━━ Data records ━━

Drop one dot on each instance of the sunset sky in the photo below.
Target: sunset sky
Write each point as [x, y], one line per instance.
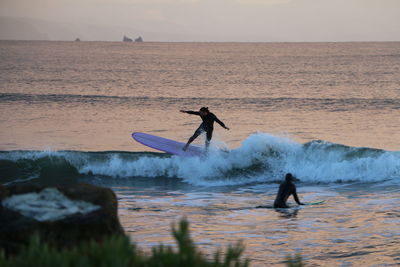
[209, 20]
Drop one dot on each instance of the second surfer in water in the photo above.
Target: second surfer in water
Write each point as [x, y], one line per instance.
[206, 126]
[286, 189]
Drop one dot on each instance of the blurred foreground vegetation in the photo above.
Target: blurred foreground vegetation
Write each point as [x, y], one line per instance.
[117, 251]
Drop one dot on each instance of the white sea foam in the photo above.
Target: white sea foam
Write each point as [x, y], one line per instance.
[260, 158]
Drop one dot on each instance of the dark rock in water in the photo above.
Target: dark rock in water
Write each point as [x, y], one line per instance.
[62, 216]
[126, 39]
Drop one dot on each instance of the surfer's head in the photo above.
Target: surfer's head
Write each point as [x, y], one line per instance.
[290, 178]
[204, 111]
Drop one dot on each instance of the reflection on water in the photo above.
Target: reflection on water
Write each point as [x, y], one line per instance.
[351, 228]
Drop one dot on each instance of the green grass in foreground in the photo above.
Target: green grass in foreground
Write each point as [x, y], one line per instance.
[117, 251]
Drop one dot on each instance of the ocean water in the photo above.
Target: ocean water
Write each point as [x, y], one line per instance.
[327, 112]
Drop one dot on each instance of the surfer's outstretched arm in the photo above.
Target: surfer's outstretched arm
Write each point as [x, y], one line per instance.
[220, 123]
[190, 112]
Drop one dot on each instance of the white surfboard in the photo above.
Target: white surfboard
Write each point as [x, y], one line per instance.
[167, 145]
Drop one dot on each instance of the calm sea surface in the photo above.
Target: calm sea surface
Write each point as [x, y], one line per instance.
[327, 112]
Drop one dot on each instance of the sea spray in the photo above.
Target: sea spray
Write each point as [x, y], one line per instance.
[261, 157]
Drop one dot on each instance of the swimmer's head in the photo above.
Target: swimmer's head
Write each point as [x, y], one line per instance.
[204, 111]
[290, 178]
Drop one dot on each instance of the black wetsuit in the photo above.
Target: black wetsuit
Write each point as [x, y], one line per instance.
[286, 189]
[207, 125]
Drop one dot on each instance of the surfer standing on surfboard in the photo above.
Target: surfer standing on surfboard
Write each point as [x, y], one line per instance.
[206, 126]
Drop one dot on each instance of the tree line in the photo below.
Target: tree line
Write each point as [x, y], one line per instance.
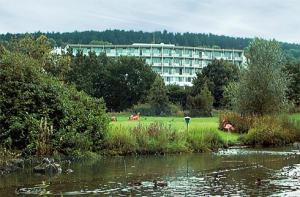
[128, 37]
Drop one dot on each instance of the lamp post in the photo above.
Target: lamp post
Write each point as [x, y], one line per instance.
[187, 121]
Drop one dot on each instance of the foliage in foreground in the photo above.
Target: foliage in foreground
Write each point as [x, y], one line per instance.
[160, 138]
[271, 131]
[263, 85]
[263, 130]
[29, 94]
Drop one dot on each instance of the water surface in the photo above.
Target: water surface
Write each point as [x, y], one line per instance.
[233, 172]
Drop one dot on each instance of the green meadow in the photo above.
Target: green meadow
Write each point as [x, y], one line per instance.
[166, 134]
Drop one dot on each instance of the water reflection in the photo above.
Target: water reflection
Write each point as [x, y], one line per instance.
[228, 172]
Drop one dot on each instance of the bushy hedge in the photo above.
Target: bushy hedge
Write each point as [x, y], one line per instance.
[28, 94]
[271, 131]
[241, 124]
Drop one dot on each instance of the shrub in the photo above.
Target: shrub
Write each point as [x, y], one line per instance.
[120, 140]
[200, 140]
[78, 120]
[242, 124]
[270, 131]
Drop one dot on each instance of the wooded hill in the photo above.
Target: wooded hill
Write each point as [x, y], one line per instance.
[129, 37]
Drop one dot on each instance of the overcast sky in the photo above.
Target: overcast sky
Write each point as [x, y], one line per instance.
[279, 19]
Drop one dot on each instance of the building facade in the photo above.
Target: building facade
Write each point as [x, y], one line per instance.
[176, 64]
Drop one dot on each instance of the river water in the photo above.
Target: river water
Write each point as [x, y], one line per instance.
[231, 172]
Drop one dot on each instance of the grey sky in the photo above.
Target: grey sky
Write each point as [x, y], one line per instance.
[279, 19]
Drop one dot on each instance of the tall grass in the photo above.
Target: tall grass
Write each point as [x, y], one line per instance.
[159, 138]
[272, 131]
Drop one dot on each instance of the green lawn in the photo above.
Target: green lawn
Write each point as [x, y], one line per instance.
[206, 124]
[295, 116]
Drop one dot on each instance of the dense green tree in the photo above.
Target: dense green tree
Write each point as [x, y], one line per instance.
[263, 85]
[292, 70]
[217, 75]
[129, 37]
[28, 94]
[158, 97]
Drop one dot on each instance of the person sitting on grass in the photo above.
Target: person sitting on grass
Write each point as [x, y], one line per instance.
[227, 126]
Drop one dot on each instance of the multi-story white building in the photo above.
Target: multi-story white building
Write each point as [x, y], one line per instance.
[176, 64]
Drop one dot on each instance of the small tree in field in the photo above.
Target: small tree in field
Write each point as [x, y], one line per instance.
[158, 97]
[202, 103]
[263, 84]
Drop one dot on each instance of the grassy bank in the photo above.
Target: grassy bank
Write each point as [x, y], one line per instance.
[165, 135]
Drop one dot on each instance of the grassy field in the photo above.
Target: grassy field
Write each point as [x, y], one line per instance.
[295, 116]
[168, 135]
[196, 124]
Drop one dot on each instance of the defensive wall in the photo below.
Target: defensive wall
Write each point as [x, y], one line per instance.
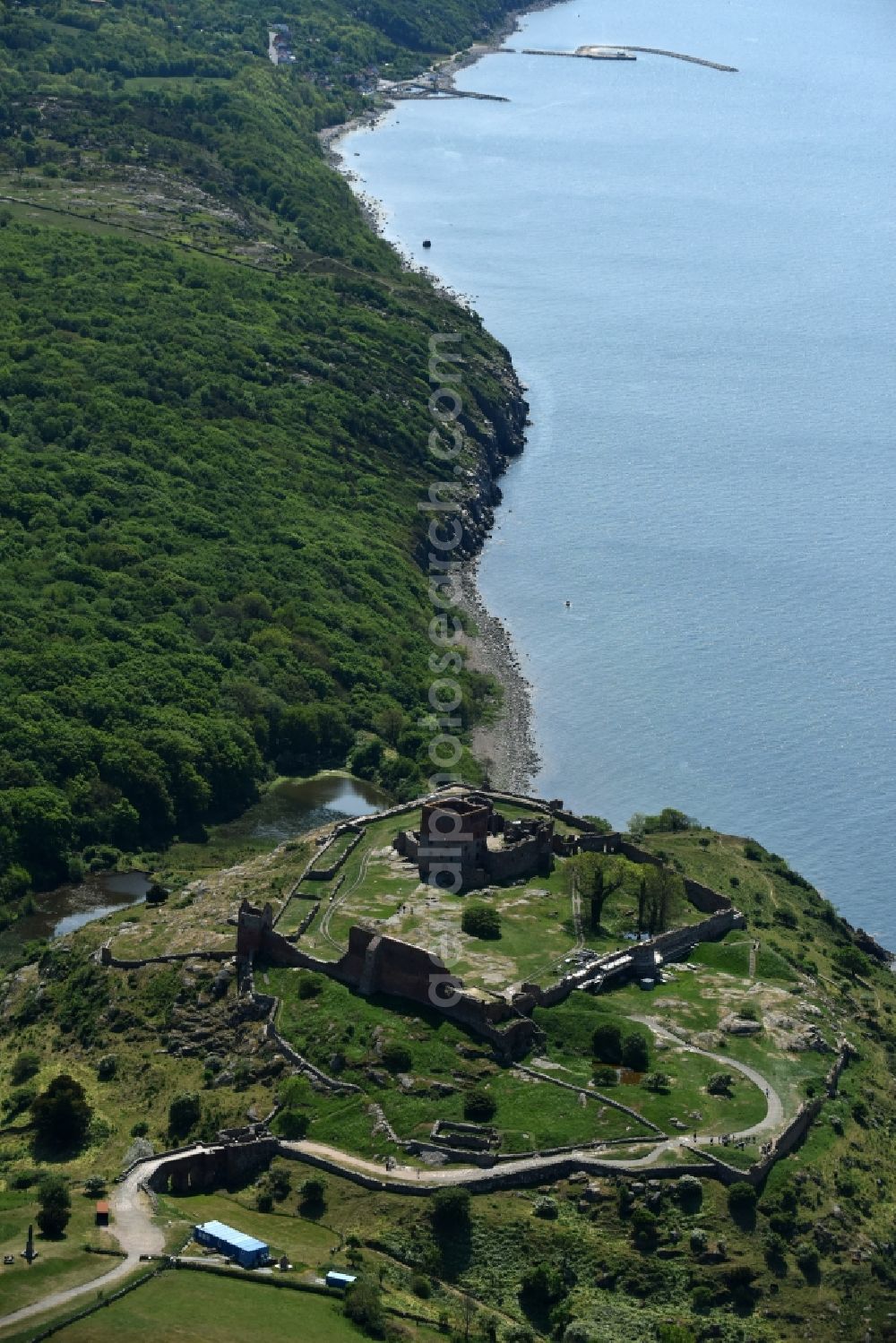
[375, 963]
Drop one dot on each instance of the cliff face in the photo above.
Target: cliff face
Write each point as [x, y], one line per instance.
[498, 435]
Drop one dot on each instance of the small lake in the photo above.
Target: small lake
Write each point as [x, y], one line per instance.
[289, 809]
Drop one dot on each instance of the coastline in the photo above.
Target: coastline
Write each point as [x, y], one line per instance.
[505, 747]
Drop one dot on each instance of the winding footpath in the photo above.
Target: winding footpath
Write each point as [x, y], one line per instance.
[134, 1232]
[140, 1235]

━━━

Your assignment:
From the first line of the records through the line containing "Target: surfer's outstretched arm", please output exactly those lines and nothing more, leaving out the pictures.

Task response:
Drop one dot on each instance of the sunset sky in the photo below.
Target: sunset sky
Write each point as [x, y], one line per instance.
[209, 20]
Drop one dot on each instance of the second surfer in water in the photo above.
Target: second surfer in water
Write each point as [x, y], one line per instance.
[206, 126]
[286, 189]
Drop one dot on each instance of the blurred foreground vegetation in the photo above.
Target: blurred foreground vegetation
Write each point as [x, y], one line per instance.
[117, 251]
Drop one dot on each instance of the white sea foam in the photo above.
Target: white sea foam
Write each point as [x, y], one line per instance.
[260, 158]
Drop one dot on each instance of the dark rock in water in the photo above.
Target: dark rock in water
Write each point as [x, y], one line per instance.
[62, 216]
[126, 39]
Drop one dot on each instance of the surfer's head in the photo above.
Target: surfer's head
Write each point as [x, y], one line per instance.
[290, 178]
[204, 111]
Drop one dot on each instance of the reflection on water in the photo above.
Target: reflection on water
Write each point as [x, y], one line per instance.
[351, 228]
Drop one dot on each instance of the green grass in foreground in the photo above.
Target: green grass in foreground
Write each point as [x, y], one line per instance.
[117, 251]
Drop one dot on each instance of the ocean water in the photo above.
Target: ocean water
Write each point as [x, y], one line per instance.
[327, 112]
Drop one dot on each instance of the surfer's outstretched arm in the photo above.
Target: surfer's outstretched arm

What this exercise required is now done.